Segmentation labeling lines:
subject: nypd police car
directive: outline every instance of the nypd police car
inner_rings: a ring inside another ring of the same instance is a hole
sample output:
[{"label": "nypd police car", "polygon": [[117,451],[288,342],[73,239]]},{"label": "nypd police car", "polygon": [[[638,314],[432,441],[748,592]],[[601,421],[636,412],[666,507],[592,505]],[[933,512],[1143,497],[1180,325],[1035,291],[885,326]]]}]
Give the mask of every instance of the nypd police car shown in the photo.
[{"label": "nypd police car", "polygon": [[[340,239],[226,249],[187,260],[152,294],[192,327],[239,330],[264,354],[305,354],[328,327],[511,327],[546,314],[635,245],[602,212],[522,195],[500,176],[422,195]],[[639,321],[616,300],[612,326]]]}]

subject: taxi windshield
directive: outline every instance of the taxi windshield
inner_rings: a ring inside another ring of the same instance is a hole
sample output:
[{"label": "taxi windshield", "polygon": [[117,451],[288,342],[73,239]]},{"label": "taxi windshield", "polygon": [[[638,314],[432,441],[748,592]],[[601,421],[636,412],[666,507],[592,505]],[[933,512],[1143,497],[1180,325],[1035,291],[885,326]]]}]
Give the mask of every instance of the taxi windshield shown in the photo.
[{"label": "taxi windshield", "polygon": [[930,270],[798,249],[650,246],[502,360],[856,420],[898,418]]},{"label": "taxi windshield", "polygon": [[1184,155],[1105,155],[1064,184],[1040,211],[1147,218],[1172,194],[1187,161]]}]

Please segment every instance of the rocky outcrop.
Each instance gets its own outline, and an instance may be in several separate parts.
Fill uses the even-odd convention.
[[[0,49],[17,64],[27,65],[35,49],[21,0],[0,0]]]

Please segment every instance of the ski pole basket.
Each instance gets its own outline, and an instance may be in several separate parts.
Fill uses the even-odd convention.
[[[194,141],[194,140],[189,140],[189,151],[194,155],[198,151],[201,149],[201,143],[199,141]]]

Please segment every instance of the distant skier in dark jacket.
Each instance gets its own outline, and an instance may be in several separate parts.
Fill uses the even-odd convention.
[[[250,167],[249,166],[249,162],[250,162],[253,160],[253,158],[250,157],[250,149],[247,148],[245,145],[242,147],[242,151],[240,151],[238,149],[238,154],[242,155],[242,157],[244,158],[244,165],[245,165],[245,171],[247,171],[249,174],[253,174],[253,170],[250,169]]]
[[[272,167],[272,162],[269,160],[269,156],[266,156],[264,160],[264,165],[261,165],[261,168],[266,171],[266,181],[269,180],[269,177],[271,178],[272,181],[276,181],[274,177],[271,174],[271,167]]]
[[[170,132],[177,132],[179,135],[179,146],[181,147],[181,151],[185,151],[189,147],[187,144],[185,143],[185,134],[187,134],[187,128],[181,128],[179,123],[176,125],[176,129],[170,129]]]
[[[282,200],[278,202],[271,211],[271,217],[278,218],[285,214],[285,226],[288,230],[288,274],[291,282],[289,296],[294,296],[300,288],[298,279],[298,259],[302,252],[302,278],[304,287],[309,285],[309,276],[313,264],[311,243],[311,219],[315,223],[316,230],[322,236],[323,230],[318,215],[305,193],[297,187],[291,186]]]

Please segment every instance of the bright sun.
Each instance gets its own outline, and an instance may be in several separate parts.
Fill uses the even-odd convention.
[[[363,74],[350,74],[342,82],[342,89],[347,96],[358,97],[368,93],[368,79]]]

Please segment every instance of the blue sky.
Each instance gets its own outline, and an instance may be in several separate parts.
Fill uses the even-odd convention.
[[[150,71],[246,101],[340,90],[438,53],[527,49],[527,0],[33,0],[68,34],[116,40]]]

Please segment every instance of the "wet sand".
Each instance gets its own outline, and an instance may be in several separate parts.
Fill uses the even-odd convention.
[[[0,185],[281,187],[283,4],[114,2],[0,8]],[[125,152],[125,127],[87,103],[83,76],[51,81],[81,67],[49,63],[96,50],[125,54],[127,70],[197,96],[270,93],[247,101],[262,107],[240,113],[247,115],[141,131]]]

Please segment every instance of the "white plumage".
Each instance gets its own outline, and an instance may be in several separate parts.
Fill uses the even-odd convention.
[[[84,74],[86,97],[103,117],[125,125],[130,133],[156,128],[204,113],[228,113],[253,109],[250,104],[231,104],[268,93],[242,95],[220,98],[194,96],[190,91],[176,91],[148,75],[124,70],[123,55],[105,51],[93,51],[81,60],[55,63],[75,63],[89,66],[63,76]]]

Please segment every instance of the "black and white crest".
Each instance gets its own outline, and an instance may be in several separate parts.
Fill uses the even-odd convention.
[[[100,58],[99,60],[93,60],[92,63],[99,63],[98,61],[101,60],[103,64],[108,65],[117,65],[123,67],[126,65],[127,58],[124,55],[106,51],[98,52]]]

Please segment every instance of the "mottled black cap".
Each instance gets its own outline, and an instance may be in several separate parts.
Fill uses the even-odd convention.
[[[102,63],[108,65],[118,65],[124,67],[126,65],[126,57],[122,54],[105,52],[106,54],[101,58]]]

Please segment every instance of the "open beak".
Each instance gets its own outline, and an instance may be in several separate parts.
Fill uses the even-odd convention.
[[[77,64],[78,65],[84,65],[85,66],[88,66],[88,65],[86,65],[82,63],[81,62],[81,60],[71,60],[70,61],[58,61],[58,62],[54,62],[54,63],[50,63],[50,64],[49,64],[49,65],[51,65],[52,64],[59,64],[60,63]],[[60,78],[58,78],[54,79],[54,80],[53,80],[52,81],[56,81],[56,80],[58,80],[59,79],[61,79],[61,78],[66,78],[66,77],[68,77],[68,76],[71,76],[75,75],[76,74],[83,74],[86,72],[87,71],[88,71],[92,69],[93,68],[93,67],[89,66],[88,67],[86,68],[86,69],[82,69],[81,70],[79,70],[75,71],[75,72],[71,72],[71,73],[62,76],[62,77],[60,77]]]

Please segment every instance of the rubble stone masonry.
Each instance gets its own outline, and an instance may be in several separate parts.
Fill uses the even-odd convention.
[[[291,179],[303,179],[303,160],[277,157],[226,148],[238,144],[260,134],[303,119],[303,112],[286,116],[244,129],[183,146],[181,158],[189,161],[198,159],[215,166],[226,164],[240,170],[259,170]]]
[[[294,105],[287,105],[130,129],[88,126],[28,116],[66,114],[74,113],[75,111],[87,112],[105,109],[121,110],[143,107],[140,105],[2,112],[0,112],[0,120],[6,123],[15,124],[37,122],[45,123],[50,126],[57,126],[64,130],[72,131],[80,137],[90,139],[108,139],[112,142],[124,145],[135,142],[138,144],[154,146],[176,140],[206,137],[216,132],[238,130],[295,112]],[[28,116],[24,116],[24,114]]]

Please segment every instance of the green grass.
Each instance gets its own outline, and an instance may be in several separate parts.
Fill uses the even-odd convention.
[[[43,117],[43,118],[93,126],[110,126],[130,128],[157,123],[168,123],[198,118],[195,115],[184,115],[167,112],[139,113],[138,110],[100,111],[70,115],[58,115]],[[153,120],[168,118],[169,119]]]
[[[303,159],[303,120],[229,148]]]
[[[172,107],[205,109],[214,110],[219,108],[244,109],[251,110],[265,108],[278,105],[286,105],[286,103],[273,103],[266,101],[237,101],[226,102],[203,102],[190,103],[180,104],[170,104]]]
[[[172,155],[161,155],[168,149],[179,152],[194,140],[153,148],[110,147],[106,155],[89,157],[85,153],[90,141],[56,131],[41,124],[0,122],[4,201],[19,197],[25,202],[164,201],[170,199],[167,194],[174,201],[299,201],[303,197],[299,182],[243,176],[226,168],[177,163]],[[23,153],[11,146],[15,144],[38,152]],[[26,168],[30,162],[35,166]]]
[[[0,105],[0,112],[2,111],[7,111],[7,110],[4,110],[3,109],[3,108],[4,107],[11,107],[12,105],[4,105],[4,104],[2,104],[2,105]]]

WHAT TO DO - Reproduce every line above word for word, with nothing changed.

SOLVED PROBLEM -
subject: nypd police car
directive: outline every instance of the nypd police car
inner_rings: a ring inside another ring of the same instance is a hole
sample output:
[{"label": "nypd police car", "polygon": [[117,451],[288,342],[73,239]]},{"label": "nypd police car", "polygon": [[[638,314],[432,441],[748,592]],[[601,421],[636,412],[666,507],[592,505]],[[933,512],[1143,497],[1180,325],[1035,291],[885,326]]]}]
Give the mask of every instance of the nypd police car shown in the photo.
[{"label": "nypd police car", "polygon": [[[340,239],[226,249],[187,260],[152,294],[192,327],[239,330],[264,354],[305,354],[328,327],[511,327],[546,314],[635,245],[602,212],[522,195],[500,176],[422,195]],[[639,321],[616,300],[612,326]]]}]

subject: taxi windshield
directive: outline every instance of the taxi windshield
inner_rings: a ring inside another ring of the same instance is a hole
sample output:
[{"label": "taxi windshield", "polygon": [[117,451],[288,342],[73,239]]},{"label": "taxi windshield", "polygon": [[[638,314],[432,441],[748,592]],[[601,421],[636,412],[666,507],[592,505]],[[933,512],[1143,497],[1180,325],[1035,291],[885,326]]]}]
Give the mask of every instance of the taxi windshield shown in the photo.
[{"label": "taxi windshield", "polygon": [[930,270],[798,249],[650,246],[502,360],[856,420],[898,418]]},{"label": "taxi windshield", "polygon": [[1184,155],[1105,155],[1064,184],[1040,211],[1147,218],[1172,194],[1187,161]]}]

Please segment every instance of the rocky outcrop.
Each instance gets its own outline, and an instance may be in several separate parts.
Fill uses the even-odd convention.
[[[0,49],[17,64],[27,65],[35,49],[21,0],[0,0]]]

Please segment every instance of the ski pole basket.
Each instance gets its own outline, and an instance may be in several separate parts.
Fill uses the even-odd convention.
[[[194,141],[194,140],[189,140],[189,151],[194,155],[198,151],[201,149],[201,143],[199,141]]]

Please segment every instance of the distant skier in dark jacket.
Each instance gets its own outline, and an instance may be in several separate parts.
Fill uses the even-odd convention.
[[[250,167],[249,166],[249,162],[250,162],[253,160],[253,158],[250,157],[250,149],[247,148],[245,145],[242,147],[242,151],[240,151],[238,149],[238,154],[242,155],[242,157],[244,158],[244,165],[245,165],[245,171],[247,171],[249,174],[253,174],[253,170],[250,169]]]
[[[272,167],[272,162],[269,160],[269,156],[266,156],[264,160],[264,165],[261,165],[261,168],[266,171],[266,181],[269,180],[269,177],[271,178],[272,181],[276,181],[274,177],[271,174],[271,167]]]
[[[170,132],[177,132],[179,135],[179,146],[181,147],[181,151],[185,151],[189,147],[187,144],[185,143],[185,134],[187,134],[187,128],[181,128],[179,123],[176,125],[176,129],[170,129]]]
[[[282,200],[278,202],[271,211],[271,217],[278,218],[285,214],[285,226],[288,230],[288,274],[291,282],[289,296],[294,296],[300,288],[298,279],[298,259],[302,252],[302,278],[304,287],[309,285],[309,276],[313,264],[311,243],[311,219],[315,223],[316,230],[322,236],[323,230],[318,215],[305,193],[297,187],[291,186]]]

Please segment every instance of the bright sun.
Each instance gets its own outline, and an instance may be in several separate parts.
Fill uses the even-odd convention.
[[[363,74],[350,74],[342,82],[342,89],[347,96],[358,97],[368,93],[368,79]]]

Please segment every instance of the blue sky.
Each instance gets its own outline, and an instance may be in several separate parts.
Fill uses the even-odd convention.
[[[150,71],[246,101],[340,90],[438,53],[527,49],[527,0],[33,0],[68,34],[116,40]]]

Please segment every instance of the "wet sand".
Each instance gets its own outline, and an instance may be in several separate parts.
Fill uses the even-odd convention.
[[[0,185],[281,187],[283,4],[114,2],[0,8]],[[125,152],[125,127],[87,103],[83,76],[51,81],[81,67],[49,63],[96,50],[125,54],[127,70],[197,96],[270,93],[247,101],[262,107],[240,113],[247,115],[141,131]]]

Please segment every instance of the "white plumage".
Each instance gets its own outline, and an instance may be in several separate parts.
Fill uses the even-odd convention.
[[[84,74],[86,97],[103,117],[125,125],[130,133],[156,128],[204,113],[228,113],[253,109],[250,104],[231,104],[268,93],[242,95],[220,98],[194,96],[190,91],[176,91],[148,75],[124,70],[123,55],[105,51],[93,51],[81,60],[55,63],[75,63],[89,66],[63,76]]]

Please segment every instance of the "black and white crest".
Each instance gets its own outline, and an instance may be in several separate parts.
Fill uses the even-odd convention.
[[[100,58],[99,60],[93,60],[92,63],[99,63],[98,61],[101,60],[103,64],[108,65],[117,65],[123,67],[126,65],[127,58],[124,55],[106,51],[98,52]]]

Please segment every instance of the "mottled black cap".
Each instance gets its own outline, and an instance may be in several separate parts.
Fill uses the even-odd convention.
[[[102,63],[108,65],[118,65],[124,67],[126,65],[126,57],[122,54],[105,52],[106,54],[101,58]]]

Please segment every instance of the "open beak".
Each instance gets its own outline, and an instance may be in several separate parts.
Fill uses the even-odd convention.
[[[77,64],[78,65],[84,65],[85,66],[88,66],[88,65],[86,65],[82,63],[81,62],[81,60],[71,60],[70,61],[58,61],[58,62],[54,62],[54,63],[50,63],[50,64],[49,64],[49,65],[51,65],[52,64],[59,64],[60,63]],[[60,78],[58,78],[54,79],[54,80],[53,80],[52,81],[56,81],[56,80],[58,80],[59,79],[61,79],[61,78],[66,78],[66,77],[68,77],[68,76],[71,76],[75,75],[76,74],[83,74],[86,72],[87,71],[88,71],[92,69],[93,68],[93,67],[89,66],[88,67],[86,68],[86,69],[82,69],[81,70],[79,70],[75,71],[75,72],[71,72],[71,73],[62,76],[62,77],[60,77]]]

Please segment every instance of the rubble stone masonry.
Each instance gets its own outline, and an instance may be in several separate parts.
Fill uses the even-odd convention.
[[[291,179],[303,179],[303,160],[277,157],[226,148],[238,144],[260,134],[303,119],[303,112],[286,116],[244,129],[183,146],[181,158],[189,161],[198,159],[215,166],[226,164],[240,170],[259,170]]]
[[[294,105],[287,105],[130,129],[88,126],[28,116],[66,114],[74,113],[75,111],[87,112],[105,109],[121,110],[143,107],[140,105],[2,112],[0,112],[0,120],[6,123],[15,124],[37,122],[45,123],[50,126],[57,126],[64,130],[72,131],[80,137],[90,139],[108,139],[112,142],[124,145],[135,142],[138,144],[154,146],[176,140],[206,137],[216,132],[238,130],[295,112]],[[28,116],[24,116],[24,114]]]

Please segment every instance of the green grass.
Each instance gets its own outline, and an instance may be in several separate parts.
Fill uses the even-odd convention.
[[[43,117],[43,118],[93,126],[110,126],[130,128],[157,123],[168,123],[198,118],[195,115],[184,115],[167,112],[139,113],[138,110],[100,111],[70,115],[58,115]],[[153,120],[168,118],[169,119]]]
[[[303,159],[303,120],[229,148]]]
[[[172,107],[205,109],[214,110],[219,108],[244,109],[251,110],[265,108],[278,105],[286,105],[286,103],[273,103],[266,101],[237,101],[226,102],[203,102],[190,103],[180,104],[170,104]]]
[[[172,155],[161,155],[168,149],[179,152],[194,140],[153,148],[110,147],[106,155],[89,157],[85,153],[90,141],[56,131],[41,124],[0,122],[4,201],[19,197],[25,202],[164,201],[170,199],[167,194],[174,201],[299,201],[303,197],[299,182],[243,176],[226,168],[177,163]],[[23,153],[11,146],[15,144],[38,152]],[[26,168],[30,162],[35,166]]]
[[[0,105],[0,112],[2,111],[7,111],[7,110],[4,110],[3,109],[3,108],[4,107],[11,107],[12,105],[4,105],[4,104],[2,104],[2,105]]]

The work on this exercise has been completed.